§ **Problem to work on**
Add 3 to every coordinate in the answers of the items starting at the line that contains "The service SHOULD locate every instance of the ice" and ending at the line that contains "[[533, 135]]", both lines included. Write out every line in that range, keeping all other text unchanged.

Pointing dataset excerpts
>> Start

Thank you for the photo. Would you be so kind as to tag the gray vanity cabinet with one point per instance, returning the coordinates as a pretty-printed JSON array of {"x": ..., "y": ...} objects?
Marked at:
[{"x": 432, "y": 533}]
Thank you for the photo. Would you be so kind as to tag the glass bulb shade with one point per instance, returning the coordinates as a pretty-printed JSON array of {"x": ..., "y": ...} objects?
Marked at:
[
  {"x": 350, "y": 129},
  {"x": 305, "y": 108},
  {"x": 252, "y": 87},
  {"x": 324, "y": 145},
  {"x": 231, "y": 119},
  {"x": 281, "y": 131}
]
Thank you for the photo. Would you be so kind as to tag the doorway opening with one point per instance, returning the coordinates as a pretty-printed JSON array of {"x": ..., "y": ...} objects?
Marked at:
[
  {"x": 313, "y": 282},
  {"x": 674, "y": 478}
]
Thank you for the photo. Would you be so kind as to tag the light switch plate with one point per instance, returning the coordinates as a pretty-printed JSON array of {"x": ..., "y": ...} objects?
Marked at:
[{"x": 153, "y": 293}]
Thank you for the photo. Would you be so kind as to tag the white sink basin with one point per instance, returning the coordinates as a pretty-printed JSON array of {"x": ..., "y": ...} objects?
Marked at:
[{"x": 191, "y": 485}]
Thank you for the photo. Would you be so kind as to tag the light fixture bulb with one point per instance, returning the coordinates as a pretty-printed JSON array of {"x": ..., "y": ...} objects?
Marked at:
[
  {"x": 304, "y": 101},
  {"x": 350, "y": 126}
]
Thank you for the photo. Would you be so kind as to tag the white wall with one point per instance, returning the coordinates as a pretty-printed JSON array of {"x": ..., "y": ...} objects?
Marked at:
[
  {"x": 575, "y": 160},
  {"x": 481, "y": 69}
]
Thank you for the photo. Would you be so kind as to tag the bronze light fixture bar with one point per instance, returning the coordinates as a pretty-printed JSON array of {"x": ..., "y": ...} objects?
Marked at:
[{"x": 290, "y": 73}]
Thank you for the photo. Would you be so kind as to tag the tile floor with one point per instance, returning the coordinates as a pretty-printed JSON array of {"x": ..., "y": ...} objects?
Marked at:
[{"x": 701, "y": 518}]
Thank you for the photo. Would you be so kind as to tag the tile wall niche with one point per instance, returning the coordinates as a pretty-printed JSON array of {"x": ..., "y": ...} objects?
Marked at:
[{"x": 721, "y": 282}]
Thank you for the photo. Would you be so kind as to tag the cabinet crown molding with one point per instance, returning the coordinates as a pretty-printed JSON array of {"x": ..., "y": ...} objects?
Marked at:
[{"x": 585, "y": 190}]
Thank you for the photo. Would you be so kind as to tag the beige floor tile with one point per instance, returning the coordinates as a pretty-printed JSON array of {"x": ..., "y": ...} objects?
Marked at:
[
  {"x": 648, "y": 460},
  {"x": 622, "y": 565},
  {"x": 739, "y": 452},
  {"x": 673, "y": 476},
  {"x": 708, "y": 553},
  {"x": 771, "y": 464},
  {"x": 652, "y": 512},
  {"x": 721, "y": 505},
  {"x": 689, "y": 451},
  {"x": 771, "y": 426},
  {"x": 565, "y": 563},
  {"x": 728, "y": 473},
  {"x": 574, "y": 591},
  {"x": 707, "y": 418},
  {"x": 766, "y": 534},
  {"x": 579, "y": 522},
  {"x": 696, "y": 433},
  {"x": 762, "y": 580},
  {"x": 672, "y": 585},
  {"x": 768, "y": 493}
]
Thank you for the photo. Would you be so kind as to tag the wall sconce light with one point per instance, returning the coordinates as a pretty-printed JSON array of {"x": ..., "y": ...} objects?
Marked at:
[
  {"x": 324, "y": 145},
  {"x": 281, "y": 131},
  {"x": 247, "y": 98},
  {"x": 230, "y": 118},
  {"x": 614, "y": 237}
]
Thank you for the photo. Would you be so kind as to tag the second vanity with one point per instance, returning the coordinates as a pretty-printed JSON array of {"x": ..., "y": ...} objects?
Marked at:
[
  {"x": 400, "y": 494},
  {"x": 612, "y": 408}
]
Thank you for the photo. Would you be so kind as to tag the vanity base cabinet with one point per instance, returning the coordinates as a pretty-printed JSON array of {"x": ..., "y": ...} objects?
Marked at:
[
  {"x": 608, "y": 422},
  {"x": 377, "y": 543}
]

>> End
>> Start

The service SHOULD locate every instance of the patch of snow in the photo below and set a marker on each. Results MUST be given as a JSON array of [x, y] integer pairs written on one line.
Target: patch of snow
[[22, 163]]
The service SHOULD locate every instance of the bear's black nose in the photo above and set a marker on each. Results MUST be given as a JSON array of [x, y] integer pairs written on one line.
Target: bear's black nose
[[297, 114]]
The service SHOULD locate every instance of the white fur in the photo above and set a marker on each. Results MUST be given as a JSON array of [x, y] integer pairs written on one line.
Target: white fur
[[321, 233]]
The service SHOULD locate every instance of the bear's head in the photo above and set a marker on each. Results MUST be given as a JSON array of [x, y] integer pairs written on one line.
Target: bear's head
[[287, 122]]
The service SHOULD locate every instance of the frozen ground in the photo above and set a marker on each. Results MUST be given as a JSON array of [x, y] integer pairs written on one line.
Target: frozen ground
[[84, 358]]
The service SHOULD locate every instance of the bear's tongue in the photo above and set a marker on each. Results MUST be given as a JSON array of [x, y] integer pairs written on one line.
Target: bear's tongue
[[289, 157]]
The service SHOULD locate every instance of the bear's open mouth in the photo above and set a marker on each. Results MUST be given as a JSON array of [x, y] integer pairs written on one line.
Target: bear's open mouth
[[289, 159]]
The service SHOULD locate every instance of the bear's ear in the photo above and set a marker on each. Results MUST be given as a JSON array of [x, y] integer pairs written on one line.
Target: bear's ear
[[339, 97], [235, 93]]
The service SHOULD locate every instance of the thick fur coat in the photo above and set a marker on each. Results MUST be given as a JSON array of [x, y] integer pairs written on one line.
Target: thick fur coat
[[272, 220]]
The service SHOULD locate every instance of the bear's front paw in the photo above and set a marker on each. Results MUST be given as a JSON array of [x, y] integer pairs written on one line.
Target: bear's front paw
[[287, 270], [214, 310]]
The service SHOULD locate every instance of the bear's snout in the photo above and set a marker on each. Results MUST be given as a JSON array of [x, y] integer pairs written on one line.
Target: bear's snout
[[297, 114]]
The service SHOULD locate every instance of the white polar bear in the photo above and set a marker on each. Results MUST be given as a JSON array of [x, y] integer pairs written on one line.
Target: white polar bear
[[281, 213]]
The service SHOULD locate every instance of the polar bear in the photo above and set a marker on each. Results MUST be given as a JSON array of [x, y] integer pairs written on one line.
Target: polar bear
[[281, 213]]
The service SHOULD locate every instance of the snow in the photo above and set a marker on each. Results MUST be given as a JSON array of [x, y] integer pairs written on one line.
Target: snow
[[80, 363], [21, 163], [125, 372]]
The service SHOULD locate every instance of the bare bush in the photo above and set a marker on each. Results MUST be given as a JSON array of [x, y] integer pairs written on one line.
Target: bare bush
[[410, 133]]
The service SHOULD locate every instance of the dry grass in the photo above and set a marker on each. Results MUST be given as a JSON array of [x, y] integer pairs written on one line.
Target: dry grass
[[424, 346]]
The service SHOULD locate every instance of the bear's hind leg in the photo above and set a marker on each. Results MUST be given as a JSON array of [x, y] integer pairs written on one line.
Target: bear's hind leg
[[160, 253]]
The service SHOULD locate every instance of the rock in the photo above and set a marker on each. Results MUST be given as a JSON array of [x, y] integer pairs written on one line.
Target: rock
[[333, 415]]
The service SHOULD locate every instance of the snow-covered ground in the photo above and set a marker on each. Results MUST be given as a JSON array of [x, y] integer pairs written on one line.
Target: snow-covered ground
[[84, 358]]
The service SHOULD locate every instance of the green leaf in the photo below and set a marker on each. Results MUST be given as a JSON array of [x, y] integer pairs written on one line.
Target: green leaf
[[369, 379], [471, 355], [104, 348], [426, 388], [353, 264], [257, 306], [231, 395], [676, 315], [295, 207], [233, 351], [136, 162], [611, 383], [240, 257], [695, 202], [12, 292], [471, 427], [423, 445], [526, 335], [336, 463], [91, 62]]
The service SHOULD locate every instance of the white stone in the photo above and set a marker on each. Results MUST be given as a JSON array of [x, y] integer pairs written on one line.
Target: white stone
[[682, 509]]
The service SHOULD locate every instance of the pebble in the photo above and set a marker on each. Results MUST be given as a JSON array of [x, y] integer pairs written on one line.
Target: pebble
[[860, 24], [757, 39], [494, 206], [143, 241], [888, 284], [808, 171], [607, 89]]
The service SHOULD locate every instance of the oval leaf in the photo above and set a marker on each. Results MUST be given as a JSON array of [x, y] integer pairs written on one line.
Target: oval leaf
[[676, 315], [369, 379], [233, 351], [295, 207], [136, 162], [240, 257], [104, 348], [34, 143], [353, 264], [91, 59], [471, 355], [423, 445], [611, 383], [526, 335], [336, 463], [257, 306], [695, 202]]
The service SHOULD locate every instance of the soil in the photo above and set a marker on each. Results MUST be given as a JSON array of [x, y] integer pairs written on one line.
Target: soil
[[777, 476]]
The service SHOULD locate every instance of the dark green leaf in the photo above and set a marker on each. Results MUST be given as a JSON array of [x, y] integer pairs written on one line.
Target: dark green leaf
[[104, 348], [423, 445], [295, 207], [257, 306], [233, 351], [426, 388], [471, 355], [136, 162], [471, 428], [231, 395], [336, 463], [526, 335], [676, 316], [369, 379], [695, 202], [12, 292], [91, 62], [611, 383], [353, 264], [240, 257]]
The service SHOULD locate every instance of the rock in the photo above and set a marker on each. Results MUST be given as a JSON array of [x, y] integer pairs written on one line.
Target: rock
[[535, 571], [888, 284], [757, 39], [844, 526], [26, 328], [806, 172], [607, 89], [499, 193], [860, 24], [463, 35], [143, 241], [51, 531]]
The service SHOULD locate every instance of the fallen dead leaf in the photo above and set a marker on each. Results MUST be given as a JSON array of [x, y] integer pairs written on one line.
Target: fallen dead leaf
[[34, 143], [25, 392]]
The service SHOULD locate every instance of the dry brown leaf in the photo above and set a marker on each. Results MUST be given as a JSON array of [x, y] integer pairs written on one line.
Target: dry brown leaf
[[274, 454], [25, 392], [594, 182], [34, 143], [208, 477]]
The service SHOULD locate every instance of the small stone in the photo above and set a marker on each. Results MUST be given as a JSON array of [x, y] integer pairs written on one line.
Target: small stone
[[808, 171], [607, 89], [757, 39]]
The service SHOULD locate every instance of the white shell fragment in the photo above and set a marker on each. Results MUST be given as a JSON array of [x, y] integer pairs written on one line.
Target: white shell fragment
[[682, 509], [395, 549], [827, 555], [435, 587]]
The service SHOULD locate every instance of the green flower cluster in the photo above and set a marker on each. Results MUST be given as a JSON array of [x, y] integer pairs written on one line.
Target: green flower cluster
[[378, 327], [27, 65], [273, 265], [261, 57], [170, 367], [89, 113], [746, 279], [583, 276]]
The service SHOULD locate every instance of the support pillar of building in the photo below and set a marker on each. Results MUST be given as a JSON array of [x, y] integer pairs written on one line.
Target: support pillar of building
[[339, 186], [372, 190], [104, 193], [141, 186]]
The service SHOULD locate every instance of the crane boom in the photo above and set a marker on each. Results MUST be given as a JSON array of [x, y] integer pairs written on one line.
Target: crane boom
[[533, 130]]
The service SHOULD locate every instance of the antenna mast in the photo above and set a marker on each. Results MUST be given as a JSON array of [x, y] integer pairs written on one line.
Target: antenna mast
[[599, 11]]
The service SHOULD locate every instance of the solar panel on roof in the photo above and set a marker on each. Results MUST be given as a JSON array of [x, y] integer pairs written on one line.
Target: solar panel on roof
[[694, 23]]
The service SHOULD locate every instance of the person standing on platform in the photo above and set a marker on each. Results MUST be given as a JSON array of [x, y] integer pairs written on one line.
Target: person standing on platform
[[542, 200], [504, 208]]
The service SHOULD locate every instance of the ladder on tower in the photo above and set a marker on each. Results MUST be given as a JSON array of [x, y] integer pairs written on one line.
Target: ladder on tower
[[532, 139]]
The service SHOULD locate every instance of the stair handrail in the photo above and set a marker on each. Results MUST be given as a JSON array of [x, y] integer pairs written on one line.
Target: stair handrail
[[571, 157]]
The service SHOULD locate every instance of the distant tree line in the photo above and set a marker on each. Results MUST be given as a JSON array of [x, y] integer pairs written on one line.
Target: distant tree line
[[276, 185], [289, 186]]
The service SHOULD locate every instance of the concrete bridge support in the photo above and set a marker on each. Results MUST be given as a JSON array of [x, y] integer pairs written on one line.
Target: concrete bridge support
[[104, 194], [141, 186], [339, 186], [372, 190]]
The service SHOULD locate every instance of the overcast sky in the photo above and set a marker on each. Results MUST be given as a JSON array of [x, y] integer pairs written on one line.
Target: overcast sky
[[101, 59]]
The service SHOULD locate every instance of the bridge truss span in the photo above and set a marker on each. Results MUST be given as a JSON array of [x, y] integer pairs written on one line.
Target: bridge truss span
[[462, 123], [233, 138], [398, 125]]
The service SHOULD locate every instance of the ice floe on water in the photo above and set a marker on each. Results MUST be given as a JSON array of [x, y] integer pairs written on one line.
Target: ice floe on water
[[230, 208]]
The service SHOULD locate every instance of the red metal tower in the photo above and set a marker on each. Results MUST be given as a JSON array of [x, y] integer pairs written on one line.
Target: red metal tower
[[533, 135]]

>> End
>> Start

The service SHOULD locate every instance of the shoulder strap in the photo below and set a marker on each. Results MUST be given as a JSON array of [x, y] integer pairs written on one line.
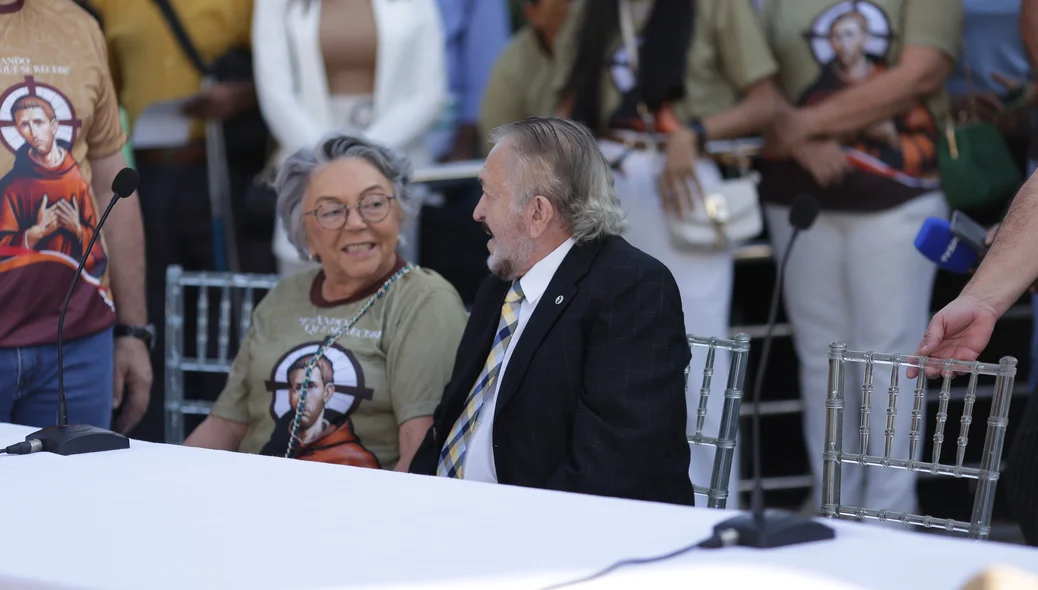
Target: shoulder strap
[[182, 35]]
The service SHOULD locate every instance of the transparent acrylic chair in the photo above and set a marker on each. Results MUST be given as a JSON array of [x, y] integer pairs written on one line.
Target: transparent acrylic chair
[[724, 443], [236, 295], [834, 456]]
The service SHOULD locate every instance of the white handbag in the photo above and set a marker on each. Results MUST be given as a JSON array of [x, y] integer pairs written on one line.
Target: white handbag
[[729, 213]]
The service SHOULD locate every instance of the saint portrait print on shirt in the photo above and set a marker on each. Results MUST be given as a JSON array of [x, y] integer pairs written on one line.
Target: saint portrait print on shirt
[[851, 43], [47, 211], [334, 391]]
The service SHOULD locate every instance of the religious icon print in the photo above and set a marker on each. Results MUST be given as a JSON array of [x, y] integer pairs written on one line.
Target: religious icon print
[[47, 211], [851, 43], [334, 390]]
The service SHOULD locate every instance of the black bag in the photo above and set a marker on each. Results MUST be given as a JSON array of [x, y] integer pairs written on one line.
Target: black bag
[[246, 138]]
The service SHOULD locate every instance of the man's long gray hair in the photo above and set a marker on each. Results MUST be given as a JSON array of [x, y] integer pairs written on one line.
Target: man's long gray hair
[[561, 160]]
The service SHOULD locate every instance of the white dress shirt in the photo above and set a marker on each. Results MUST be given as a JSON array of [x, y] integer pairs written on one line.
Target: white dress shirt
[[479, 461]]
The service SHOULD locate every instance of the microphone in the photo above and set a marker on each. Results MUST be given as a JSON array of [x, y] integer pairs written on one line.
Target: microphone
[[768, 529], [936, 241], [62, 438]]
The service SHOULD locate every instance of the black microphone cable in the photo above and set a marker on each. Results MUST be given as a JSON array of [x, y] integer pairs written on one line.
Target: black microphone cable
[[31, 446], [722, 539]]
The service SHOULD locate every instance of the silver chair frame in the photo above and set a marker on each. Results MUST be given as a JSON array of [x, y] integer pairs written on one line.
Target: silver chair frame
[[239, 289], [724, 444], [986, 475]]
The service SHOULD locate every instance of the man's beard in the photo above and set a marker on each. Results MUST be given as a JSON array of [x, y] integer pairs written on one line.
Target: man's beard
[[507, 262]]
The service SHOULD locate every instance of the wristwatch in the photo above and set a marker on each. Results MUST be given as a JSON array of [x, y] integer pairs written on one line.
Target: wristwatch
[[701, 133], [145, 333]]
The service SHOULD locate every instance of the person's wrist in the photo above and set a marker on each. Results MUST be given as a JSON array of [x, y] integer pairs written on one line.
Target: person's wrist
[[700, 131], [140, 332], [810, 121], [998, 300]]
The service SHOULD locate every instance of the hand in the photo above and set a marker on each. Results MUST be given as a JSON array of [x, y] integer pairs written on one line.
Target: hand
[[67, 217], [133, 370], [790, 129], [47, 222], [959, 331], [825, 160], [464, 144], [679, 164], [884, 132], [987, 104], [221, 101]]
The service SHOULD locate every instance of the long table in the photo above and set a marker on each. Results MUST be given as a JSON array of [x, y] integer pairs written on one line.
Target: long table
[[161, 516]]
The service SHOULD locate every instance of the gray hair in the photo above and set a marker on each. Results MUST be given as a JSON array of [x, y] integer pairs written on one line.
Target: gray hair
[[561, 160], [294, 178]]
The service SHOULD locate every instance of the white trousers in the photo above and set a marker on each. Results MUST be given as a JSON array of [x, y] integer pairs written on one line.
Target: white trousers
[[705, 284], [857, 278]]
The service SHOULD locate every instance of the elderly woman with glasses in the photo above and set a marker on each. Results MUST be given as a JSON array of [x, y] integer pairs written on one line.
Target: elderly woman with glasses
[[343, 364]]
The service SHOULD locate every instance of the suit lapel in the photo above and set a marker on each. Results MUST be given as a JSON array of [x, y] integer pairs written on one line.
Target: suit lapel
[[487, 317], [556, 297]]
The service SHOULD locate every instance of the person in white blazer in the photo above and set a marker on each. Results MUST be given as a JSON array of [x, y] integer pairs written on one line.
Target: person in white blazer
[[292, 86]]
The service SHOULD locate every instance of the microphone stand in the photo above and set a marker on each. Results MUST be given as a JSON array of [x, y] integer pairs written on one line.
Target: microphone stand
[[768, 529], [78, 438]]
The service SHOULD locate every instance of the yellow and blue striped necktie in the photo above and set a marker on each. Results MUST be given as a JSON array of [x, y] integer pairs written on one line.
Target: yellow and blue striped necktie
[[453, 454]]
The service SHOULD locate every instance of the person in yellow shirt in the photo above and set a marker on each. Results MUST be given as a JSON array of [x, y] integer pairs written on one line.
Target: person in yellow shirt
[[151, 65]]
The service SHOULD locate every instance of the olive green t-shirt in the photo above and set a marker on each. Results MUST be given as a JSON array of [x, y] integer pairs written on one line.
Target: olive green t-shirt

>> End

§ **Task result**
The service SHOULD locate every instance of the ice floe on water in the photo above and set a marker on each. Results MUST be given as a JSON array of [x, y] integer pairs written on one line.
Target: ice floe on water
[[233, 211]]
The service SHOULD locate every instance of the red metal tower in the photo above and set a marker on each. Results MUST be given as a JSON array of [x, y] integer pairs written on one line.
Target: red metal tower
[[536, 138]]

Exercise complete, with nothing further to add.